26 USDA Grants Small Farmers Can Apply For in 2026
A working list of 26 USDA and federal funding programs small farms can actually qualify for in 2026 — what each one pays, who runs it, the realistic award size, and the one or two things that will either get you funded or get your application thrown out.
There is more federal money on the table for small farms in 2026 than at any point in the last decade — most of it sitting unclaimed because the farmers it was meant for never heard about the program, missed the ranking deadline by a week, or got scared off by the SAM.gov registration page.
This post is the cheat sheet I wish someone had given me when I started. Twenty-six federal programs, grouped by agency, with the realistic award range for a small farm and the one or two things that will actually decide whether you get funded.
A few honest notes before the list:
"Small farm" in this post means under 50 acres or under $250,000 in gross sales. Most of these programs go bigger, but I am writing for the people who are not Cargill. "Grant" is loose. Some of these are cost-share (you spend, they reimburse). Some are direct payments. A couple are loans I included because the paperwork is so much easier than a bank loan that they function like grants. Every one of these requires a registered FSA farm number. If you do not have one yet, stop reading and go to your county FSA office tomorrow. It is a 30-minute walk-in. Nothing else on this list works without it. NRCS conservation programs (the workhorses) Natural Resources Conservation Service runs the programs that pay you to do conservation practices you probably already want to do. These are the easiest dollars on the list because they are continuous signup — you apply once, you wait for the next state ranking date, you get funded or you re-rank.

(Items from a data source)
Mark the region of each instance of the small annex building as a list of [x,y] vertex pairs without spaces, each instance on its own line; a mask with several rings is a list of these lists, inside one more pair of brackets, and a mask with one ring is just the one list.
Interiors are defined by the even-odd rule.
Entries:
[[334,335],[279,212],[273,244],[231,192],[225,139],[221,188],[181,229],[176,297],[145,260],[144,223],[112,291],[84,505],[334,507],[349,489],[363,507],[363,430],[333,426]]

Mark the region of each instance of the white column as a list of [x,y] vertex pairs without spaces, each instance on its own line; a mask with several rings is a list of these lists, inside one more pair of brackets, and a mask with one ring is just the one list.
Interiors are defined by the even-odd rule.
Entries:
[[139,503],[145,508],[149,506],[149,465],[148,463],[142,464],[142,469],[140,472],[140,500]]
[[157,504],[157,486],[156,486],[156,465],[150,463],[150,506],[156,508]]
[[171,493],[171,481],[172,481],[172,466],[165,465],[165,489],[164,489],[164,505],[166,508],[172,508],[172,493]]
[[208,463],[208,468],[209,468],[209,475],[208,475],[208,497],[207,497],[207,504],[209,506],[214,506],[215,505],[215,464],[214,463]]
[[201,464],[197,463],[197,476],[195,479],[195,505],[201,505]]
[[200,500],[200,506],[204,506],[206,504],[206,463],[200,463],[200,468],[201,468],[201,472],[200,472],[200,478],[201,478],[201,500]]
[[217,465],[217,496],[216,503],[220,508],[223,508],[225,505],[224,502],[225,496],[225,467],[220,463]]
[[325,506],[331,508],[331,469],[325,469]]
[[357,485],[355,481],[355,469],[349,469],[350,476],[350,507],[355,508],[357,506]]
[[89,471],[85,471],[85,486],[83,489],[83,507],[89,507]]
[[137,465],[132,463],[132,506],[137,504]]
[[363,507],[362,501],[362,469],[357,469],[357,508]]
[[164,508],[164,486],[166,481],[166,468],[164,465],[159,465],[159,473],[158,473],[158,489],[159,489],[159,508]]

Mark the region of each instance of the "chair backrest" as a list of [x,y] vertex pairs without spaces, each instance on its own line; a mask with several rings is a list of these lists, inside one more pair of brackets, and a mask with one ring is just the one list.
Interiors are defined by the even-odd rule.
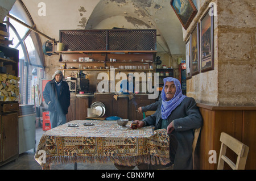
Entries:
[[[223,170],[224,163],[226,162],[233,170],[244,170],[246,163],[249,148],[235,138],[222,132],[220,141],[221,146],[218,162],[218,170]],[[226,155],[227,147],[229,148],[237,155],[237,162],[235,164]]]
[[199,134],[200,133],[201,127],[197,129],[194,129],[194,140],[192,144],[192,158],[193,158],[193,169],[195,169],[195,150],[196,149],[196,144],[197,143],[198,138],[199,137]]

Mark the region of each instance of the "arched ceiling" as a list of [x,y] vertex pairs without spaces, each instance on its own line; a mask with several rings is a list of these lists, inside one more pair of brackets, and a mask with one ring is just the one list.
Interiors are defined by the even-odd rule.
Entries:
[[[156,29],[157,49],[184,54],[181,25],[170,0],[22,0],[38,30],[59,40],[60,30]],[[43,40],[45,40],[42,37]]]

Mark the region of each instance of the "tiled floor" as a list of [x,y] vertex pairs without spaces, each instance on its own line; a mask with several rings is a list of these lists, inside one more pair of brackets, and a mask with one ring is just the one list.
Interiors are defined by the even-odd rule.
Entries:
[[[42,128],[37,128],[36,130],[36,139],[37,148],[42,135],[44,131]],[[19,158],[16,161],[11,161],[0,167],[0,170],[41,170],[40,165],[35,160],[34,157],[35,153],[31,149],[25,153],[19,154]],[[61,164],[53,165],[52,170],[73,170],[74,164]],[[137,167],[135,167],[137,168]],[[78,170],[116,170],[117,169],[114,165],[109,162],[104,164],[77,164]]]

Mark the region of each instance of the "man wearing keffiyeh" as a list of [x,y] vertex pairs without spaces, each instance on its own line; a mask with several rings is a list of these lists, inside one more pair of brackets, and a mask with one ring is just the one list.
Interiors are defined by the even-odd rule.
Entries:
[[61,71],[56,70],[52,78],[52,81],[46,84],[43,96],[48,105],[51,127],[53,128],[66,123],[66,115],[70,105],[70,91]]
[[193,130],[203,124],[199,109],[193,98],[182,94],[179,81],[172,77],[164,79],[161,97],[154,114],[134,123],[138,128],[153,125],[155,129],[166,129],[174,169],[192,169]]

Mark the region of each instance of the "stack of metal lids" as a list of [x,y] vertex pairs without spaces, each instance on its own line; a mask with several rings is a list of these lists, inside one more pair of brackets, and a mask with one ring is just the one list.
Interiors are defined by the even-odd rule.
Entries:
[[105,105],[100,102],[95,102],[90,105],[90,108],[96,110],[96,117],[102,117],[106,112]]

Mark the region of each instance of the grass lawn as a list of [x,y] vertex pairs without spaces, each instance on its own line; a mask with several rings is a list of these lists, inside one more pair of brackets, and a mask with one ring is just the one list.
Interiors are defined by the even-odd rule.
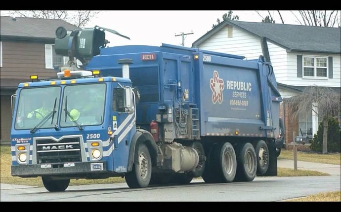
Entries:
[[[282,149],[278,159],[294,160],[294,151]],[[341,165],[341,154],[340,153],[323,154],[302,152],[298,151],[297,159],[301,161]]]
[[319,193],[307,197],[286,200],[286,202],[341,202],[341,191]]
[[294,169],[287,168],[277,168],[277,177],[299,177],[299,176],[328,176],[329,174],[316,171],[303,170],[298,169],[295,171]]

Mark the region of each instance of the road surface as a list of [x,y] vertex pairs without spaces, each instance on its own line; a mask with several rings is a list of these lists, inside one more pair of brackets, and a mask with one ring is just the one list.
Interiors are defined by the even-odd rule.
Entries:
[[207,184],[194,180],[189,185],[153,186],[129,189],[127,184],[70,186],[64,192],[21,186],[1,190],[5,201],[280,201],[320,192],[341,190],[340,176],[260,177],[253,181]]

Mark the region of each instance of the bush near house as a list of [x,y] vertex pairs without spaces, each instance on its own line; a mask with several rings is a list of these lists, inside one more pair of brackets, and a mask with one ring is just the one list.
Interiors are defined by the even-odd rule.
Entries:
[[[337,119],[330,117],[328,120],[328,152],[340,152],[341,151],[341,131]],[[317,133],[314,136],[314,139],[310,145],[312,151],[322,152],[323,143],[323,122],[318,127]]]

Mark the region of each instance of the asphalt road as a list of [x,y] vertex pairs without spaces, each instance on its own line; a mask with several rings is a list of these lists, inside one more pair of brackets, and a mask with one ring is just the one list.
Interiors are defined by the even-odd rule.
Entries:
[[126,183],[69,186],[64,192],[44,188],[1,190],[5,201],[279,201],[320,192],[341,190],[340,176],[256,177],[252,182],[150,186],[132,189]]

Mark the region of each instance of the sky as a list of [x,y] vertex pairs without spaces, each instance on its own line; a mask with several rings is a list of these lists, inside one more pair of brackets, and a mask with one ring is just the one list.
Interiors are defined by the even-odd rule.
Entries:
[[[262,18],[255,10],[233,10],[239,21],[260,22]],[[85,27],[100,27],[111,29],[129,37],[126,39],[106,32],[106,38],[110,41],[108,46],[146,45],[160,46],[162,43],[181,45],[181,33],[191,33],[185,35],[185,46],[191,47],[195,40],[212,29],[219,18],[222,20],[228,10],[101,10],[96,17],[90,19]],[[8,15],[8,11],[2,10],[1,15]],[[263,17],[268,15],[266,10],[259,11]],[[285,23],[298,24],[289,11],[281,11]],[[271,15],[276,23],[281,23],[276,11]]]
[[[100,11],[85,27],[95,25],[111,29],[129,37],[126,39],[106,32],[109,46],[126,45],[160,46],[162,43],[181,45],[181,33],[191,33],[185,36],[185,46],[191,47],[195,40],[212,29],[217,18],[222,20],[228,10],[110,10]],[[260,11],[265,17],[266,11]],[[289,11],[282,12],[286,24],[298,24]],[[260,22],[262,18],[254,10],[233,10],[239,21]],[[281,23],[274,13],[276,23]],[[278,16],[278,17],[277,17]]]

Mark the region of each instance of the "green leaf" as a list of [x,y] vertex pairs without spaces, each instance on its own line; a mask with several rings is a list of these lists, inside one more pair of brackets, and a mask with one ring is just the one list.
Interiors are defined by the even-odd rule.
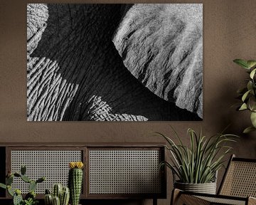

### WRITTEN TASK
Continue the post on USDA grants for small farms, starting right after its final sentence.

### TASK RESPONSE
1. EQIP — Environmental Quality Incentives Program. The single most useful program for a small farm. Pays cost-share on cover crops, high tunnels, fencing, prescribed grazing, irrigation efficiency, pollinator plantings, well drilling, manure storage, and about 200 other practices. Typical award $5,000 to $50,000 for a small operation. Higher payment rates if you qualify as a Historically Underserved Producer (beginning, veteran, socially disadvantaged, or limited-resource). Apply through your local NRCS field office. The high tunnel practice (#325) alone has put a season-extension hoop house on tens of thousands of small farms.
2. CSP — Conservation Stewardship Program. Better than EQIP if you are already doing conservation and want to be paid for keeping it up and adding enhancements. Five-year contracts at roughly $4,000 to $40,000 per year for a small farm. Stacks well with EQIP — you can do both on different fields.
3. CRP — Conservation Reserve Program. Annual rental payment to take marginal cropland out of production and put it into grass, trees, or pollinator habitat. Best for fields that lose money every year anyway. Sign-up is general (competitive, once a year) or continuous (specific practices like buffers, always open).
4. ACEP — Agricultural Conservation Easement Program. Permanent or long-term protection of your farmland from development. Big dollars per acre, very slow process, and you give up the right to subdivide. Right for some farms, wrong for others — talk to a land trust before applying.
5. RCPP — Regional Conservation Partnership Program. Partner-led. Land trusts, watershed groups, and tribal nations bundle EQIP/CSP-style funding around a regional priority and bring farmers in under that umbrella. Often the easiest way in for a beginning farmer because the partner does most of the paperwork.
6. CIG — Conservation Innovation Grants. For testing genuinely new conservation practices on your farm (biochar trials, novel cover-crop mixes, composting innovations). Smaller applicant pool, surprisingly winnable if you have a real idea.
USDA Rural Development Rural Development is the agency most small farmers ignore. Don't.
7. REAP — Rural Energy for America Program. 50% cost-share on solar arrays, grain dryers, irrigation pump upgrades, refrigeration, processing equipment, and almost any energy efficiency project. Grants up to $1M but realistically $5,000 to $50,000 for a small farm. The project minimum got lowered for the 2026 cycle — smaller systems now qualify.
8. VAPG — Value-Added Producer Grant. Up to $75,000 for planning, up to $250,000 for working capital. Funds value-added products: jam, cheese, cut flowers, herbal tincture, cured meat, branded grain. Planning grants are far easier to win than working-capital grants. The market study requirement scares people off — it should not, you can satisfy it with public USDA market reports plus a four-page summary.
USDA Agricultural Marketing Service (AMS) AMS funds the local-food and direct-marketing side of farming.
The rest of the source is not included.